▶ **Document segment**:
************
We begin with C.Y. Leung. Son of a policeman and a real estate surveyor by trade, Leung is a self-made millionaire with a good poker face. His poise and eloquence are matched only by his ambition. A classic Machiavellian, he can be relentless, manipulative and ruthless if he has to be. After all, the press didn’t call him a wolf for nothing. And he has done remarkably well for himself: by age 30, Leung was chairman of a prominent property management firm; by age 41, he was president of the Hong Kong Institute of Surveyors. In 1984, Beijing named him Secretary General of the Basic Law Consultative Committee (BLCC) advising on the drafting of Hong Kong’s mini-constitution. But it was during his time serving as a policy adviser to Tung Chee-Hwa, the city’s first chief executive, that Leung set his eyes on Upper Albert Road. Since then, every step he took and every person he befriended would get him closer to his goal.

A boy wonder in Beijing's eye

Far more troubling than his ambition was the popular notion that C.Y. Leung is a closet communist. I don’t just mean a person with leftist political leanings, but an actual member of the Chinese Communist Party (CCP). Several prominent figures, including senior democrat Martin Lee and a former underground communist Florence Leung (梁慕嫻), have argued with conviction that only a CCP member could win Beijing’s trust to head the BLCC. The day after Leung was elected chief executive two weeks ago, CCP’s official news site Renminwang (人民网) issued a congratulatory message and referred to him as Comrade Leung, an appellation reserved only for party members. A reporter friend told me that Chinese news agencies always mean what they say, and in this case they might have said a little too much.
************
Stored items from a collection:
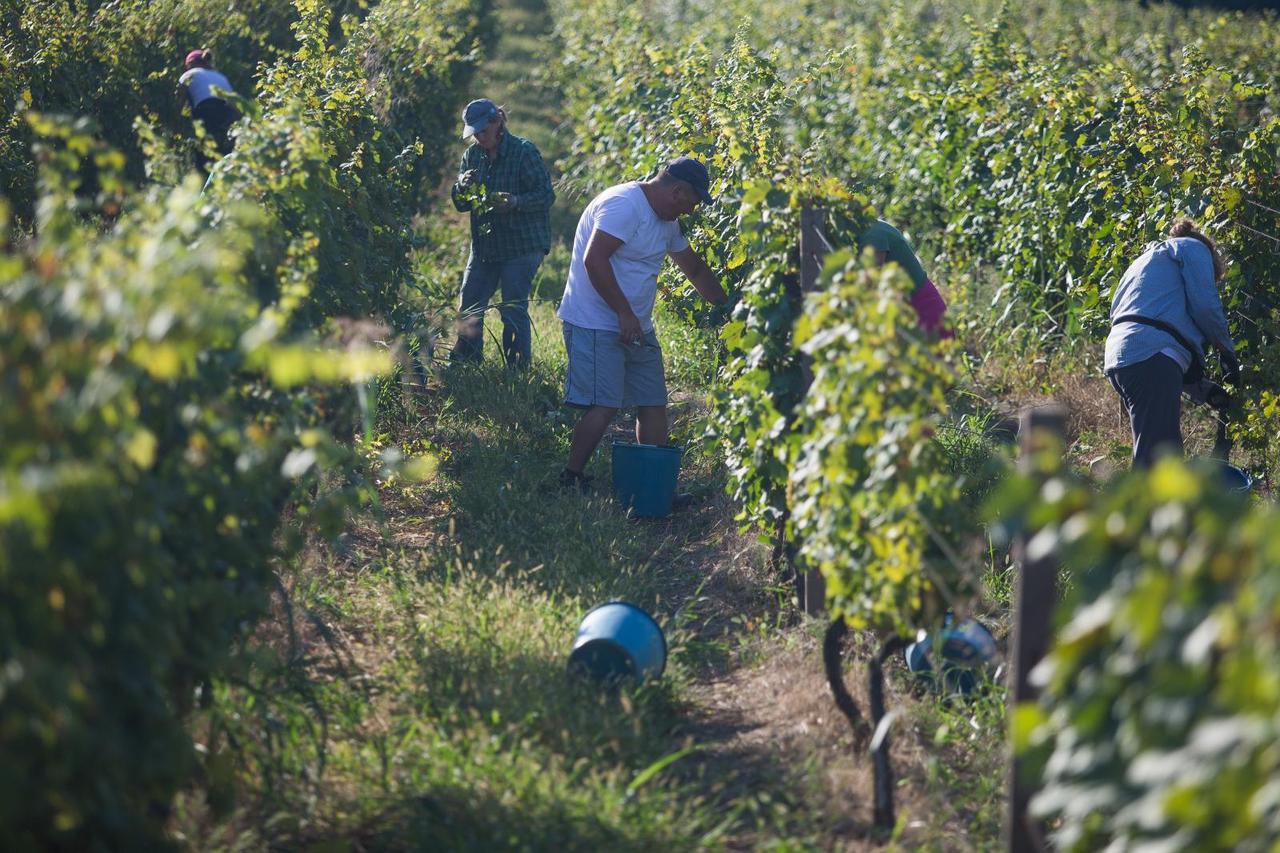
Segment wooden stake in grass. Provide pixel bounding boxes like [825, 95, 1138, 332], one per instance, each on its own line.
[1006, 405, 1066, 853]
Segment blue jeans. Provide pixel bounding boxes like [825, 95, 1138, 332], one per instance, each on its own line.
[449, 245, 543, 368]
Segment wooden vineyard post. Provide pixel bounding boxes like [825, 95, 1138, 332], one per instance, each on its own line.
[1005, 405, 1066, 853]
[796, 207, 831, 616]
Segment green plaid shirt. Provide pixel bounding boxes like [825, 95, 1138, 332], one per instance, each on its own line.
[453, 132, 556, 261]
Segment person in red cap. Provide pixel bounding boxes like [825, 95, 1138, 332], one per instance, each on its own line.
[557, 158, 728, 491]
[178, 47, 241, 172]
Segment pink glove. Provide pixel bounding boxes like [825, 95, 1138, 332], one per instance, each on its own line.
[911, 279, 955, 339]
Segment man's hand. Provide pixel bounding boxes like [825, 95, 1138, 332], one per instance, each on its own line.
[618, 310, 644, 346]
[671, 248, 728, 305]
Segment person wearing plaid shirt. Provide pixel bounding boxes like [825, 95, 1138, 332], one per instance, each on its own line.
[449, 99, 556, 368]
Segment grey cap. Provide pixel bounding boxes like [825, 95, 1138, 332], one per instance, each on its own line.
[462, 97, 498, 140]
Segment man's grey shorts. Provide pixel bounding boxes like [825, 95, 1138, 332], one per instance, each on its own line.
[564, 323, 667, 409]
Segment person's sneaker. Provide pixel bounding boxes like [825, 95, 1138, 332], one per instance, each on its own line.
[559, 467, 591, 494]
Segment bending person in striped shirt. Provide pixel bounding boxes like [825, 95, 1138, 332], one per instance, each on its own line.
[1102, 218, 1240, 467]
[449, 97, 556, 369]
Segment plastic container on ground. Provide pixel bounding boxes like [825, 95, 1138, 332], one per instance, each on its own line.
[568, 601, 667, 684]
[905, 616, 998, 694]
[613, 442, 684, 519]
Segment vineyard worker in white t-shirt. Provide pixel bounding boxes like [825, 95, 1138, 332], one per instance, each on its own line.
[557, 158, 727, 488]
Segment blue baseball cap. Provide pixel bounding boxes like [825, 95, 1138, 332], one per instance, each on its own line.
[462, 97, 498, 140]
[667, 158, 713, 205]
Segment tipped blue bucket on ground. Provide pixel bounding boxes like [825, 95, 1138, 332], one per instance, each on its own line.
[1215, 460, 1253, 493]
[613, 442, 684, 519]
[906, 615, 997, 694]
[568, 601, 667, 684]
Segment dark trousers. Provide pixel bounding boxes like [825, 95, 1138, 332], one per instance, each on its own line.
[1107, 355, 1183, 467]
[449, 245, 543, 368]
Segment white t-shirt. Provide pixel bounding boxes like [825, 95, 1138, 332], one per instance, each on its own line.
[556, 181, 689, 332]
[178, 68, 236, 106]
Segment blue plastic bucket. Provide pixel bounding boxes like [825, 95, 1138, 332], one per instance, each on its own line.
[568, 601, 667, 684]
[613, 442, 684, 519]
[905, 616, 997, 694]
[1215, 460, 1253, 493]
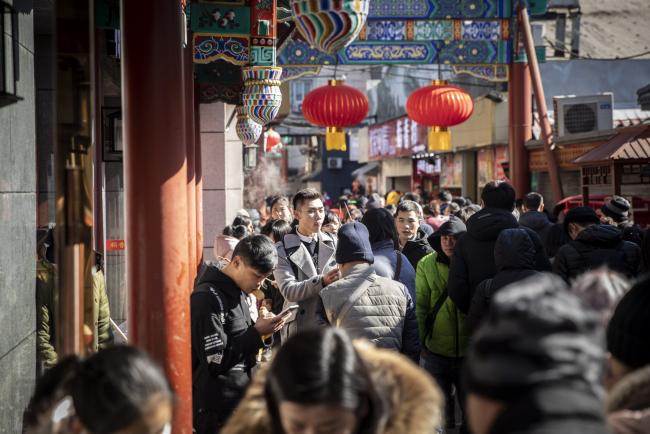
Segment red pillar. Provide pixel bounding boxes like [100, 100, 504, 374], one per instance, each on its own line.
[508, 62, 533, 197]
[122, 0, 192, 434]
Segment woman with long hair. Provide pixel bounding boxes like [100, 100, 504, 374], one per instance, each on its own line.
[221, 328, 443, 434]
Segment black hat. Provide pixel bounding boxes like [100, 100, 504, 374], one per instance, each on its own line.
[607, 275, 650, 369]
[336, 222, 375, 264]
[564, 206, 600, 234]
[464, 273, 605, 402]
[600, 196, 631, 221]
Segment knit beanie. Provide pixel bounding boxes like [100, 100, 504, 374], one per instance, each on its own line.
[336, 222, 375, 264]
[564, 206, 600, 234]
[600, 196, 631, 222]
[607, 275, 650, 369]
[464, 273, 605, 402]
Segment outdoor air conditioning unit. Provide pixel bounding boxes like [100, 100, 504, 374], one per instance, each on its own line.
[553, 93, 614, 137]
[327, 157, 343, 169]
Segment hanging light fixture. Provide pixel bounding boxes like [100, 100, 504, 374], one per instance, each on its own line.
[406, 80, 474, 152]
[291, 0, 370, 54]
[302, 80, 368, 151]
[265, 128, 282, 152]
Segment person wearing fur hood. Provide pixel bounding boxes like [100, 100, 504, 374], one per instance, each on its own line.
[607, 275, 650, 434]
[221, 328, 444, 434]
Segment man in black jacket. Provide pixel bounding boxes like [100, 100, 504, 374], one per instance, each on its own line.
[395, 200, 433, 269]
[190, 235, 286, 434]
[553, 206, 641, 282]
[519, 192, 553, 247]
[448, 181, 551, 313]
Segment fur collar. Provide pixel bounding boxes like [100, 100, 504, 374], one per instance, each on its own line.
[221, 341, 444, 434]
[607, 366, 650, 413]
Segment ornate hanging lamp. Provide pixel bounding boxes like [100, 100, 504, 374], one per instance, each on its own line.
[264, 128, 282, 152]
[406, 80, 474, 152]
[235, 106, 263, 146]
[291, 0, 370, 54]
[302, 80, 368, 151]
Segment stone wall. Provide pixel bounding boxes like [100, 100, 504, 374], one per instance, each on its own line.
[0, 0, 36, 433]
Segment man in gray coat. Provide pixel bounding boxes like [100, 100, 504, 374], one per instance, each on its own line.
[273, 188, 338, 342]
[318, 222, 420, 362]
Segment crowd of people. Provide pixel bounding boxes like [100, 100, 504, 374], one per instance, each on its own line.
[30, 181, 650, 434]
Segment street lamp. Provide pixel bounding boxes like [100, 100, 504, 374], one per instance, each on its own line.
[0, 2, 22, 107]
[244, 145, 259, 172]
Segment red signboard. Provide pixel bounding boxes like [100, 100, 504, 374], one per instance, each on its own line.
[368, 116, 427, 160]
[106, 240, 126, 252]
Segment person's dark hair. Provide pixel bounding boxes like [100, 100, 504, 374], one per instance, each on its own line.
[262, 219, 291, 243]
[395, 200, 422, 217]
[270, 195, 289, 209]
[438, 190, 453, 202]
[293, 188, 323, 210]
[481, 181, 515, 211]
[402, 191, 422, 203]
[361, 208, 399, 249]
[451, 197, 467, 208]
[265, 328, 387, 434]
[542, 223, 569, 258]
[524, 191, 544, 211]
[25, 345, 173, 434]
[232, 235, 278, 274]
[232, 215, 253, 230]
[232, 225, 248, 240]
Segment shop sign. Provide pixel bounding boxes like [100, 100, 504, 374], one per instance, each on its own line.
[106, 240, 126, 252]
[368, 116, 427, 160]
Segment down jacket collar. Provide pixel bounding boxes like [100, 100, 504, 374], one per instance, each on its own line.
[221, 341, 444, 434]
[607, 366, 650, 434]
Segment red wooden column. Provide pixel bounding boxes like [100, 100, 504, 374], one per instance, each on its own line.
[122, 0, 192, 434]
[508, 61, 533, 198]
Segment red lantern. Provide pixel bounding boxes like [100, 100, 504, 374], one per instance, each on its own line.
[265, 128, 282, 152]
[406, 80, 474, 152]
[302, 80, 368, 151]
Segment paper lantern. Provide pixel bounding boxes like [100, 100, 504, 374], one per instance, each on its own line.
[242, 66, 282, 125]
[406, 80, 474, 152]
[265, 128, 282, 152]
[235, 106, 263, 146]
[302, 80, 368, 151]
[291, 0, 370, 54]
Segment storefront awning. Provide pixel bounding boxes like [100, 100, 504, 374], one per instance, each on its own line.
[352, 161, 379, 178]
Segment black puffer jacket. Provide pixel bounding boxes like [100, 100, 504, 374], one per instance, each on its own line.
[553, 225, 641, 282]
[190, 265, 263, 423]
[465, 228, 538, 333]
[402, 228, 433, 270]
[519, 211, 553, 247]
[449, 208, 551, 313]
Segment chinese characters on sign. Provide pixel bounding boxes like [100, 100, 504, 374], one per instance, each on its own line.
[368, 116, 427, 160]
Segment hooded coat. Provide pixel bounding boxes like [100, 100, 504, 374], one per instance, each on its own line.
[221, 341, 444, 434]
[607, 366, 650, 434]
[402, 228, 433, 268]
[553, 224, 641, 282]
[415, 217, 468, 358]
[449, 208, 551, 313]
[466, 228, 538, 333]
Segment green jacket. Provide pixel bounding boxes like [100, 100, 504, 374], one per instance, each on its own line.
[36, 259, 113, 369]
[415, 251, 469, 357]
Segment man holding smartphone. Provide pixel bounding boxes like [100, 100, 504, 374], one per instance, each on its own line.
[273, 188, 339, 342]
[190, 235, 287, 434]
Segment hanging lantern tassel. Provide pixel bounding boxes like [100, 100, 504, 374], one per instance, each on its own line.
[428, 127, 452, 152]
[325, 127, 348, 151]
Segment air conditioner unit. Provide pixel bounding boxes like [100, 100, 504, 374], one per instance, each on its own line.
[553, 93, 614, 137]
[327, 157, 343, 169]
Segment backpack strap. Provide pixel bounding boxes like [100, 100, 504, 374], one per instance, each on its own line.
[393, 250, 402, 280]
[424, 287, 449, 341]
[336, 275, 376, 327]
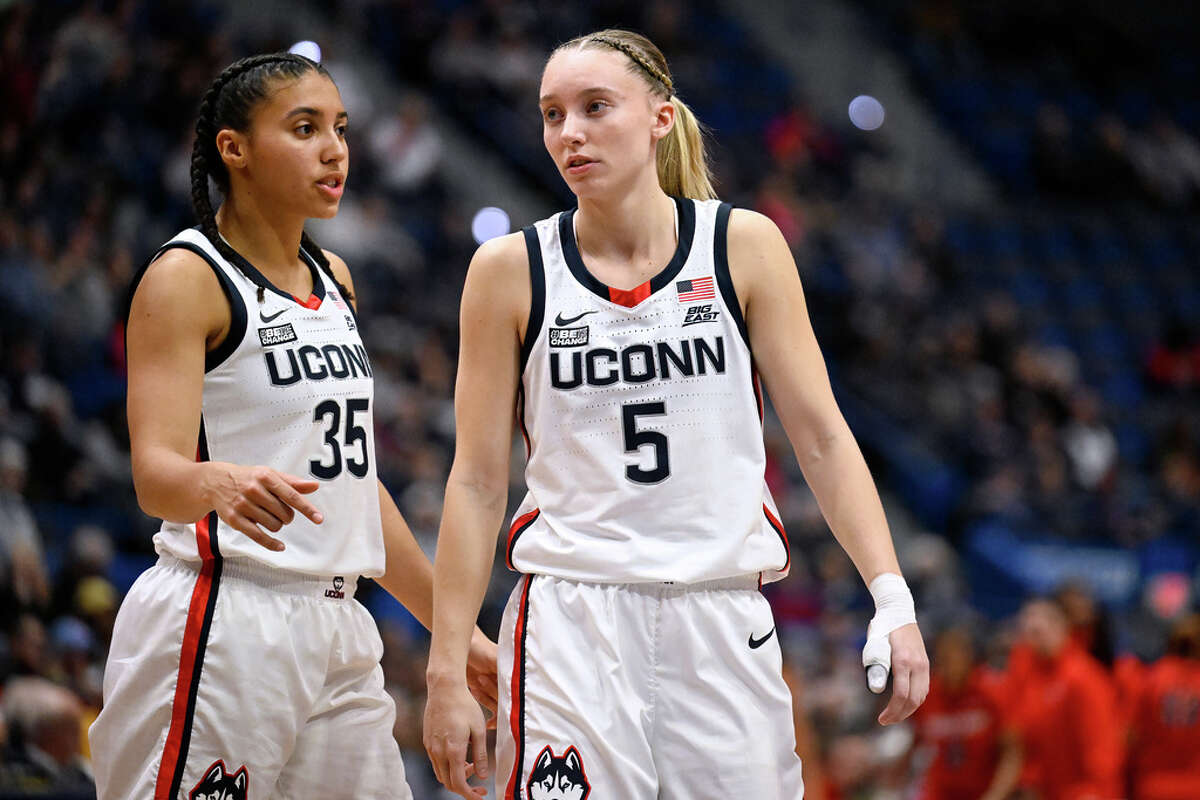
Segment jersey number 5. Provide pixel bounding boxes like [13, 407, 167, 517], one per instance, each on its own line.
[620, 403, 671, 483]
[308, 397, 371, 481]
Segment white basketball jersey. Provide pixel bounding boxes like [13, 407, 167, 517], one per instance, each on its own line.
[506, 199, 788, 583]
[146, 229, 384, 576]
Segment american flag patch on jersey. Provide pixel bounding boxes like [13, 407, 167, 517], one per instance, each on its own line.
[676, 278, 716, 302]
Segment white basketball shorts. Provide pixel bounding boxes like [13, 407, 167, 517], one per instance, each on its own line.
[496, 575, 804, 800]
[89, 557, 413, 800]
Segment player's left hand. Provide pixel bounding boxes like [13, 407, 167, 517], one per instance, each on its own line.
[467, 627, 500, 730]
[878, 622, 929, 724]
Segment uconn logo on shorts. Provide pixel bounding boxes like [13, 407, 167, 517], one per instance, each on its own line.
[526, 745, 592, 800]
[187, 762, 250, 800]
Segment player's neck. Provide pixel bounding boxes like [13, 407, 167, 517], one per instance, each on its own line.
[575, 174, 676, 263]
[216, 196, 304, 280]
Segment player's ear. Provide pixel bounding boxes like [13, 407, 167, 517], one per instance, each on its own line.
[217, 128, 248, 169]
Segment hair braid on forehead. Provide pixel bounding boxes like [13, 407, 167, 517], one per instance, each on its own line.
[586, 34, 674, 97]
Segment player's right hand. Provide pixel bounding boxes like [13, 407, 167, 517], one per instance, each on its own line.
[424, 682, 487, 800]
[202, 462, 324, 552]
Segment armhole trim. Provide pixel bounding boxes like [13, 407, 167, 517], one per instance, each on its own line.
[300, 246, 362, 328]
[521, 225, 546, 375]
[713, 203, 750, 349]
[125, 241, 246, 373]
[713, 203, 750, 349]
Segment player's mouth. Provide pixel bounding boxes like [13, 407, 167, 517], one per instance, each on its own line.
[317, 174, 346, 200]
[566, 156, 596, 175]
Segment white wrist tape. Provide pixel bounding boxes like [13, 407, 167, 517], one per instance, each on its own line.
[863, 572, 917, 693]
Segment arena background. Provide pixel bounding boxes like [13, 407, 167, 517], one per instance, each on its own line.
[0, 0, 1200, 799]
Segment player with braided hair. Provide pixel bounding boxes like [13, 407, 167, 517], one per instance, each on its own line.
[90, 53, 497, 800]
[425, 30, 929, 800]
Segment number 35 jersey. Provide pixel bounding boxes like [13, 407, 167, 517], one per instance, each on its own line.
[506, 199, 788, 583]
[144, 229, 384, 576]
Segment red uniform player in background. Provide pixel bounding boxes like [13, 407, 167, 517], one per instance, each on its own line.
[916, 628, 1021, 800]
[1006, 599, 1124, 800]
[1130, 614, 1200, 800]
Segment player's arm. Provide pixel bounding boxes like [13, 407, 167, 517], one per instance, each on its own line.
[324, 249, 498, 711]
[425, 234, 533, 798]
[126, 248, 322, 549]
[728, 210, 929, 724]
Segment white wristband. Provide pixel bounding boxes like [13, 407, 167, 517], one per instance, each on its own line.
[863, 572, 917, 693]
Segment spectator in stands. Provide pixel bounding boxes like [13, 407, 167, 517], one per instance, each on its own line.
[0, 439, 49, 608]
[1004, 599, 1122, 800]
[916, 628, 1021, 800]
[1130, 614, 1200, 800]
[0, 678, 95, 793]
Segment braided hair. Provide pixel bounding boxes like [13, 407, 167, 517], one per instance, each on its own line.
[192, 53, 354, 302]
[551, 29, 716, 200]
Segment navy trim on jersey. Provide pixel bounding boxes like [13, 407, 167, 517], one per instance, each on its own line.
[521, 225, 549, 373]
[196, 414, 212, 462]
[125, 241, 246, 372]
[222, 232, 326, 306]
[307, 257, 362, 337]
[713, 203, 750, 348]
[558, 197, 696, 302]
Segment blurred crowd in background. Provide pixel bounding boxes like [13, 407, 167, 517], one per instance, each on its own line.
[0, 0, 1200, 800]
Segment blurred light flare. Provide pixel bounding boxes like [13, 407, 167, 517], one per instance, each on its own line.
[470, 205, 512, 245]
[850, 95, 884, 131]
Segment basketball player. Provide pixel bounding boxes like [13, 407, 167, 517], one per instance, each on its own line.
[90, 54, 496, 800]
[425, 30, 929, 800]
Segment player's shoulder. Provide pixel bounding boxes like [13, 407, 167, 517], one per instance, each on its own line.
[133, 242, 221, 302]
[727, 207, 784, 252]
[126, 246, 229, 330]
[726, 209, 797, 294]
[470, 231, 529, 281]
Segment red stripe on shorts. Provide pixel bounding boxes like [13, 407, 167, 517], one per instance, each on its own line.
[154, 512, 221, 800]
[504, 575, 533, 800]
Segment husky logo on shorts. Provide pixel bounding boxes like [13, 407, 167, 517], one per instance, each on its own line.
[187, 760, 250, 800]
[526, 745, 592, 800]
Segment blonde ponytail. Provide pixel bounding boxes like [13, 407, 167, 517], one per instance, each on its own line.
[658, 95, 716, 200]
[551, 29, 716, 200]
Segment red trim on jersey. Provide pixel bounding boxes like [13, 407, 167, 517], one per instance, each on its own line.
[762, 503, 792, 572]
[504, 509, 541, 570]
[154, 515, 217, 800]
[504, 575, 533, 800]
[750, 356, 763, 425]
[292, 293, 320, 308]
[608, 281, 650, 308]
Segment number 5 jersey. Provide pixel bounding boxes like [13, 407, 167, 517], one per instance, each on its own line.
[142, 229, 384, 577]
[505, 199, 788, 583]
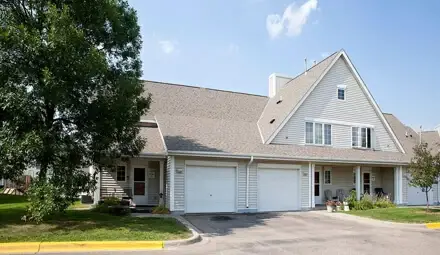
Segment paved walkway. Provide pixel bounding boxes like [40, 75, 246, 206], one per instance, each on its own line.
************
▶ **Written exercise A**:
In the text about C.Y. Leung, what organization was he president of by age 41?
▶ **Written exercise B**:
In the records, rewrite the stretch from the line that contains "Segment dark trousers." through the line that contains "[607, 366, 650, 413]", replacing "one per instance" with "one per object" and changing nothing else. Give only those lines, and omit the pictures.

▶ **Task output A**:
The Hong Kong Institute of Surveyors.

▶ **Task output B**:
Segment dark trousers. Provide pixel bounding boxes like [825, 95, 1138, 332], one per object, each on its own line.
[1107, 355, 1183, 467]
[449, 245, 543, 368]
Segment white t-shirt. Provide pixel bounding boxes like [825, 95, 1138, 332], one per object, each on its own line.
[556, 181, 689, 332]
[178, 68, 236, 106]
Segment blue plastic bucket. Provide pixel bounding boxes like [825, 95, 1138, 332], one per object, each on its own line.
[568, 601, 667, 684]
[613, 442, 684, 519]
[905, 616, 997, 694]
[1215, 460, 1253, 493]
Segment red pillar. Provide pixel bounding boxes like [100, 100, 504, 374], one per object, each on its own line.
[508, 62, 533, 197]
[122, 0, 192, 434]
Segment woman with long hair. Provide pixel bounding boxes like [100, 100, 504, 374], one per object, each on its own line.
[221, 328, 443, 434]
Segment black hat. Provide pixel bounding boxes like [100, 100, 504, 374], one per object, each on its own line.
[607, 275, 650, 369]
[336, 222, 375, 264]
[564, 206, 600, 234]
[464, 273, 605, 402]
[600, 196, 631, 221]
Segment knit beanie. Provide pixel bounding boxes like [100, 100, 504, 374], one per object, each on its own line.
[336, 222, 375, 264]
[564, 206, 600, 234]
[600, 196, 631, 222]
[607, 275, 650, 369]
[464, 273, 605, 402]
Segment outdoor air conditioning unit. Provide pixel bounding boxes like [100, 100, 504, 374], one per object, each on its own line.
[553, 93, 614, 137]
[327, 157, 343, 169]
Segment hanging light fixture. Provide pixel bounding boxes like [100, 100, 504, 374], one per object, each on its own line.
[406, 80, 474, 152]
[291, 0, 370, 54]
[302, 80, 368, 151]
[265, 128, 282, 152]
Segment person wearing fur hood. Provide pixel bounding boxes like [100, 100, 504, 374], one per object, each on its own line.
[607, 275, 650, 434]
[221, 328, 444, 434]
Segment man in black jacket. Provide pixel bounding boxes like [100, 100, 504, 374], one per object, each on its own line.
[395, 200, 433, 269]
[190, 235, 286, 434]
[553, 206, 641, 282]
[519, 192, 553, 247]
[448, 181, 551, 313]
Segment fur collar. Provide pixel bounding boxes like [100, 100, 504, 374], one per object, each on its own line.
[221, 341, 444, 434]
[607, 366, 650, 413]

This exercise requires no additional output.